[PROVIDED DATA Boundary: Start]

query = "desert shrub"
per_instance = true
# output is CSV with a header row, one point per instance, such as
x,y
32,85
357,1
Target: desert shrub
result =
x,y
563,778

[PROVIDED DATA Boundary: End]

Find the lines in the data that include "desert", then copy each of them.

FINISHED TASK —
query = "desert shrub"
Target: desert shrub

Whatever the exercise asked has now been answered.